Filter the material below, keeping every line that contains the word "dark".

#### LISTED ENTRIES ####

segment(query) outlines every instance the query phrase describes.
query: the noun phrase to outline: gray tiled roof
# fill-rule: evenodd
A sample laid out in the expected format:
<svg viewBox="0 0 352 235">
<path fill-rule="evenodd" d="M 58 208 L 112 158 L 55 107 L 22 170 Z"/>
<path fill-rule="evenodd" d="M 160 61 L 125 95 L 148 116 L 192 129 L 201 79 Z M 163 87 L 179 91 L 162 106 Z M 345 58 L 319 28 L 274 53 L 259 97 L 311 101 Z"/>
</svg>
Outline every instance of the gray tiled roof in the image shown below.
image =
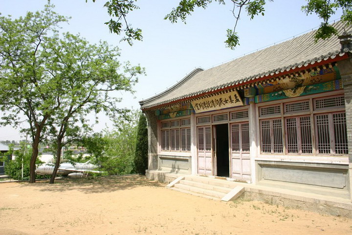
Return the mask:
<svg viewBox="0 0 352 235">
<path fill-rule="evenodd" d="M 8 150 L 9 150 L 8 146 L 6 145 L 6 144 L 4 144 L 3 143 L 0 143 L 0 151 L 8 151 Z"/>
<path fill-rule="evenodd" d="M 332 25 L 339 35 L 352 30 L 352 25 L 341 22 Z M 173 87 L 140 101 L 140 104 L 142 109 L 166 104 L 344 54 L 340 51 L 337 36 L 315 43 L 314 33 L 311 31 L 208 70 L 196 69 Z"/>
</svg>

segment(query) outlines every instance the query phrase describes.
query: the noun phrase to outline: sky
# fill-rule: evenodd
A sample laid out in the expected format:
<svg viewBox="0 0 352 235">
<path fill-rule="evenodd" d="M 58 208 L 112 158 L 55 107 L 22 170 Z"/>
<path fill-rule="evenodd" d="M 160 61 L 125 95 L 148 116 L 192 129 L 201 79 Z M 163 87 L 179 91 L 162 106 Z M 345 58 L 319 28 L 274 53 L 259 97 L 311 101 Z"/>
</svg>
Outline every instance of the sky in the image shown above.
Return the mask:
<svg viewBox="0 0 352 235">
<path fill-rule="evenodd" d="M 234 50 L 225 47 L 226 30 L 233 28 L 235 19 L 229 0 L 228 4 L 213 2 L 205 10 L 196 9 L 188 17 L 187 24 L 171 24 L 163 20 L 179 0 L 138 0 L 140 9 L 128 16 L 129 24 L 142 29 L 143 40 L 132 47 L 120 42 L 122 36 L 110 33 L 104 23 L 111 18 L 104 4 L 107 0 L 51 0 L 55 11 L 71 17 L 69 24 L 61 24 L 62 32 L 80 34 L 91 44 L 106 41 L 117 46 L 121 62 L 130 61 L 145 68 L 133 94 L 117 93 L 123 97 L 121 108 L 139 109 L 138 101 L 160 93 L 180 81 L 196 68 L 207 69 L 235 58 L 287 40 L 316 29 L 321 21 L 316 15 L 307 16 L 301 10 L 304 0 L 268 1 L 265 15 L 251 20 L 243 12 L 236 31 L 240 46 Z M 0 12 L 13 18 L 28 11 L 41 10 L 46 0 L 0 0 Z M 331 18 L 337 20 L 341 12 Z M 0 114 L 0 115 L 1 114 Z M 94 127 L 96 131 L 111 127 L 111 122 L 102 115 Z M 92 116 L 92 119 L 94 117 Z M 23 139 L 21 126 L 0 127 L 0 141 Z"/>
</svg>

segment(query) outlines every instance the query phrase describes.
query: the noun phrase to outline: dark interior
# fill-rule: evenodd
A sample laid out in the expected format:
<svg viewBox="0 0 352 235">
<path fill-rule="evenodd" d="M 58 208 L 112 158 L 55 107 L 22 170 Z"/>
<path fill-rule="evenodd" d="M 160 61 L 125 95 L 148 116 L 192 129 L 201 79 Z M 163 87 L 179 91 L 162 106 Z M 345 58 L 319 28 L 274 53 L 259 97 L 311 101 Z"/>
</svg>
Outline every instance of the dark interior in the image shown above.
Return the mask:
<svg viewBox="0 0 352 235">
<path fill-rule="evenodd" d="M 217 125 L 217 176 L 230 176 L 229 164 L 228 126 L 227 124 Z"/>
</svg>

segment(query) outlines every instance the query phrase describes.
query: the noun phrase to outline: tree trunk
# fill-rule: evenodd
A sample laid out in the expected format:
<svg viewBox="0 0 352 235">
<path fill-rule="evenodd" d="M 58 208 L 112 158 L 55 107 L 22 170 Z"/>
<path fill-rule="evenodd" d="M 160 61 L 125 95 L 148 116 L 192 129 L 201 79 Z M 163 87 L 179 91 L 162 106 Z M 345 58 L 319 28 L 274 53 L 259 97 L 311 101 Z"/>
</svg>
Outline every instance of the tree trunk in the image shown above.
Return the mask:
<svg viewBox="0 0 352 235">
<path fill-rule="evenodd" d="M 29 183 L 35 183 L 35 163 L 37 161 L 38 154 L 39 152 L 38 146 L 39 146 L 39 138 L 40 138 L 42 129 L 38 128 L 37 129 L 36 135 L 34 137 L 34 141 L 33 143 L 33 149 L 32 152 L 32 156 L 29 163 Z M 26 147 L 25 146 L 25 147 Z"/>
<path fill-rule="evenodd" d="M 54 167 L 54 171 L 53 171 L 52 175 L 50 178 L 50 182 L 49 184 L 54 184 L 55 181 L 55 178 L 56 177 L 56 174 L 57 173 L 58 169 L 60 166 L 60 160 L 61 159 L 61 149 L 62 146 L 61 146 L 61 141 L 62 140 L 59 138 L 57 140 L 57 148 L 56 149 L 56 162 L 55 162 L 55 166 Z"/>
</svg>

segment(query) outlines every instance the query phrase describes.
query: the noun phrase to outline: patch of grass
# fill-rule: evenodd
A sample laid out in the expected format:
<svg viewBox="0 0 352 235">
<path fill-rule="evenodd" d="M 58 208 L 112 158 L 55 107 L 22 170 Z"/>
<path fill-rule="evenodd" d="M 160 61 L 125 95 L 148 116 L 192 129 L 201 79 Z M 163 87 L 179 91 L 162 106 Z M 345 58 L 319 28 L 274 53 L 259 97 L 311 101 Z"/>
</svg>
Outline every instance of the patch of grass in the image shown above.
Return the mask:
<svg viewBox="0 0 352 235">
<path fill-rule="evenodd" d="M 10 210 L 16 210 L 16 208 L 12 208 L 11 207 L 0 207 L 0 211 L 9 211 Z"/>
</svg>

####
#### LISTED ENTRIES ####

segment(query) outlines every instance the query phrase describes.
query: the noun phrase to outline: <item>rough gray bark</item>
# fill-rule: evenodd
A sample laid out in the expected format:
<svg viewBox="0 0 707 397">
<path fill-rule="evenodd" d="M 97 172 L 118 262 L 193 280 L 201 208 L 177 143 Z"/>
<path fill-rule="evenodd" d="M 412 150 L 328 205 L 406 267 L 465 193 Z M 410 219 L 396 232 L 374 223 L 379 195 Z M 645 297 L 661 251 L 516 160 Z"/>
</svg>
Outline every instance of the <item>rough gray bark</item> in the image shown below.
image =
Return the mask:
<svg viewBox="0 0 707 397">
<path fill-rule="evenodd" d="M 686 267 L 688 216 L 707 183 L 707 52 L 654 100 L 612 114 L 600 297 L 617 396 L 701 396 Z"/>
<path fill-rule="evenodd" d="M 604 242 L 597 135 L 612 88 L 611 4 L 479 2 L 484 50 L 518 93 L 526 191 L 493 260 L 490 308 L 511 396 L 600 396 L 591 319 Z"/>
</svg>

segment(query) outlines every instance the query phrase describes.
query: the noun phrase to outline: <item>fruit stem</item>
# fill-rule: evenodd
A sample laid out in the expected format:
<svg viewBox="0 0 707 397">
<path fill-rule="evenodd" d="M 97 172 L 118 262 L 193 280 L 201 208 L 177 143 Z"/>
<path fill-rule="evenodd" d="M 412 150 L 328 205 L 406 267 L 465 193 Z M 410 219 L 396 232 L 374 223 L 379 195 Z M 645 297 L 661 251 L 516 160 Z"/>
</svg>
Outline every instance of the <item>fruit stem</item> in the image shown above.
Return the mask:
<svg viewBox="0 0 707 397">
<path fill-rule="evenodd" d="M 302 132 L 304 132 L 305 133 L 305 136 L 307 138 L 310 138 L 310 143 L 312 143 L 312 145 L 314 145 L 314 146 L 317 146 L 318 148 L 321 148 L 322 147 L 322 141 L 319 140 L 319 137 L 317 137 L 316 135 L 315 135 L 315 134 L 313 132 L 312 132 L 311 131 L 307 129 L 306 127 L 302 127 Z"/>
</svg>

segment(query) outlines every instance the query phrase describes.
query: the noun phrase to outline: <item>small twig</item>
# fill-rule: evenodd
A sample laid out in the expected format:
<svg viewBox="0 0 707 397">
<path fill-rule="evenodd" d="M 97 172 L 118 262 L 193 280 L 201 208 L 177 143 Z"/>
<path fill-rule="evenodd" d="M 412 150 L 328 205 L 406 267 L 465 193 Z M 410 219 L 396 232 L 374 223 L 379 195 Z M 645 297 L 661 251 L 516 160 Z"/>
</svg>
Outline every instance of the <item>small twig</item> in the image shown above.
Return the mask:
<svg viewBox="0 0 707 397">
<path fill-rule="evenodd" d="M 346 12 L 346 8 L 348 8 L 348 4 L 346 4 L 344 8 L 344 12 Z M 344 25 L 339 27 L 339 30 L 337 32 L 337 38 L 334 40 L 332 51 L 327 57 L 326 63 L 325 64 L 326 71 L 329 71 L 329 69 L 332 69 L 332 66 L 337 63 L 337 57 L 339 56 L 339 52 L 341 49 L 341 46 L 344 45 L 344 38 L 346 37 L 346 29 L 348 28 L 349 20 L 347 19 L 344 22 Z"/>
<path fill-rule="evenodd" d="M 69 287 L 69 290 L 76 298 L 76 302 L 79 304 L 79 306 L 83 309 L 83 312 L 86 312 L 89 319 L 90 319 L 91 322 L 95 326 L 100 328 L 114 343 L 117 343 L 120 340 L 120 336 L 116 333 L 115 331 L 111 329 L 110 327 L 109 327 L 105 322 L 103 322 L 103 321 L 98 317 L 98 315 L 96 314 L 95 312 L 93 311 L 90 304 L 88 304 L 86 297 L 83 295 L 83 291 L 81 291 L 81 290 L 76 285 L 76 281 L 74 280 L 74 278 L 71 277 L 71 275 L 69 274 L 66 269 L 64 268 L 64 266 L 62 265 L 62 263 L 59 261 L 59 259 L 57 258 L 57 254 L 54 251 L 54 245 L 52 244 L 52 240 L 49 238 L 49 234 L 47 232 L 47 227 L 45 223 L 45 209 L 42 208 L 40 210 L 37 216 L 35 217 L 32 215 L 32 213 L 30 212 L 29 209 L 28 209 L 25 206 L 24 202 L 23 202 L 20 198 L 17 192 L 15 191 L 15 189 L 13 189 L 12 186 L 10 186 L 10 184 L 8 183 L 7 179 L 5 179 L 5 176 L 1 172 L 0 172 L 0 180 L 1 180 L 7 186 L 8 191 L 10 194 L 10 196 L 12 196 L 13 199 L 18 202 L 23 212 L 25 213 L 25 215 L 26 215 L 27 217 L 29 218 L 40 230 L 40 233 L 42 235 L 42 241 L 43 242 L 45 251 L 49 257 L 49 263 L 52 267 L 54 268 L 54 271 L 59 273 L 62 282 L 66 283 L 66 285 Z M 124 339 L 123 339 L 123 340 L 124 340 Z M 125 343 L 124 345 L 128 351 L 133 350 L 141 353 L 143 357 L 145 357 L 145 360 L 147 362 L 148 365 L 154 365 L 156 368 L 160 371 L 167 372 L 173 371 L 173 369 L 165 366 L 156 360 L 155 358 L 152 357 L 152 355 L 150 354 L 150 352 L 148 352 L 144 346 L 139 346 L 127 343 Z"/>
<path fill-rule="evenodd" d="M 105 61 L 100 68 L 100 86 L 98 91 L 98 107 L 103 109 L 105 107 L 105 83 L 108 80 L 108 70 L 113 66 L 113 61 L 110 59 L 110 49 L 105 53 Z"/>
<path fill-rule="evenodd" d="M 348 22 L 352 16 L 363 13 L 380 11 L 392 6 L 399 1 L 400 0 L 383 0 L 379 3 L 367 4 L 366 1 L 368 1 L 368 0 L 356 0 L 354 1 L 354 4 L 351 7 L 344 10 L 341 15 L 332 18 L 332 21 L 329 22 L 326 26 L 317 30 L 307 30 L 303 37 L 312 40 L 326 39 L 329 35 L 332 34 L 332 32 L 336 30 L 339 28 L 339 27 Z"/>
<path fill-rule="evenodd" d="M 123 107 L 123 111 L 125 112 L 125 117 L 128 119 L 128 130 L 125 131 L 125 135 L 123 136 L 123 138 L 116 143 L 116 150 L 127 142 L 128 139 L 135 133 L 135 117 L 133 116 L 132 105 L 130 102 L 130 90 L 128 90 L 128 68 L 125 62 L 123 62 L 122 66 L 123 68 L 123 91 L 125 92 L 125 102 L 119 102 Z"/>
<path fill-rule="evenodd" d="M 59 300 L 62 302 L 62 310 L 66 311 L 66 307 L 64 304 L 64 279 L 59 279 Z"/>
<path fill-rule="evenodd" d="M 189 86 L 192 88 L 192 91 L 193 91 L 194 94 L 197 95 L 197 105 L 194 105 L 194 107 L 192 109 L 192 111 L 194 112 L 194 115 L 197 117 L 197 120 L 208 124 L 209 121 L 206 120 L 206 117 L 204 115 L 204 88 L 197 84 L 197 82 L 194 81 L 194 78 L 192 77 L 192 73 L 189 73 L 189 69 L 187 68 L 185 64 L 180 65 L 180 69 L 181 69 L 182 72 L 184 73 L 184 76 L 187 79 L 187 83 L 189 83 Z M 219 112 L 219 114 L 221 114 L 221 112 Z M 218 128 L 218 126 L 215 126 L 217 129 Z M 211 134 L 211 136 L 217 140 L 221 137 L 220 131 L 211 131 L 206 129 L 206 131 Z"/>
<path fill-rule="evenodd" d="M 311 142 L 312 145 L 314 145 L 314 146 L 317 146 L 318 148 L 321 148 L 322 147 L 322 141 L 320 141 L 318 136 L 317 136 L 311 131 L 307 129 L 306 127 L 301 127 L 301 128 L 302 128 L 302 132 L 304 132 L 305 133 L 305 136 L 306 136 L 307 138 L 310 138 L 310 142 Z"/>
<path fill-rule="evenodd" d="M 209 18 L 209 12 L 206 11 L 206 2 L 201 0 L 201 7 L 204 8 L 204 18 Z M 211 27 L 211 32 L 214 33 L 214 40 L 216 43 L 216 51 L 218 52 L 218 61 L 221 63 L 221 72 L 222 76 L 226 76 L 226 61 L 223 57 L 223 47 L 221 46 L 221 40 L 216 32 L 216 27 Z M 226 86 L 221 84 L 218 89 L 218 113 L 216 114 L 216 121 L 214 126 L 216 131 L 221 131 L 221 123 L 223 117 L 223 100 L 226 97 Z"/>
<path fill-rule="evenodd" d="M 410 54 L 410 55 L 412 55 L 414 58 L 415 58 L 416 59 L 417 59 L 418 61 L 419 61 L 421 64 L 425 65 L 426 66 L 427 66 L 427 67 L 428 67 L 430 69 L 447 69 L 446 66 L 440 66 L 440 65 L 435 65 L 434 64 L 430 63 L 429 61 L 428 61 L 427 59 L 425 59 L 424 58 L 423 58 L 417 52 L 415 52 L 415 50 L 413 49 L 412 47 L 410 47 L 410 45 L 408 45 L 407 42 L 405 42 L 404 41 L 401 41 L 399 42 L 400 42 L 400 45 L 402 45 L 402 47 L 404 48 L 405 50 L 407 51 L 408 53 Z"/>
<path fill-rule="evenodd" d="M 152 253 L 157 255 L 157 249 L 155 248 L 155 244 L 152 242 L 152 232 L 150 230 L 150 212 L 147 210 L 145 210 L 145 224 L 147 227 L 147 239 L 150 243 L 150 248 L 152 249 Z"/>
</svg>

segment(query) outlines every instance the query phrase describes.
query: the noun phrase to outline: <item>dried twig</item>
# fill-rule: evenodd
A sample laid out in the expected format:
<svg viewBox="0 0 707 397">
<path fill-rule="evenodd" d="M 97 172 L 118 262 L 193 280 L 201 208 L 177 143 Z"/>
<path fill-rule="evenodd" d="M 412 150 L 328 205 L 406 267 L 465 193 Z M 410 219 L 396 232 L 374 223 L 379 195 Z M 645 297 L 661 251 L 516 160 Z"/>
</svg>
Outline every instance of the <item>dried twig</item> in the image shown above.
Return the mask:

####

RESPONSE FOR THIS EXERCISE:
query: the noun phrase to outline: dark interior
Outline every instance of the dark interior in the image shown above.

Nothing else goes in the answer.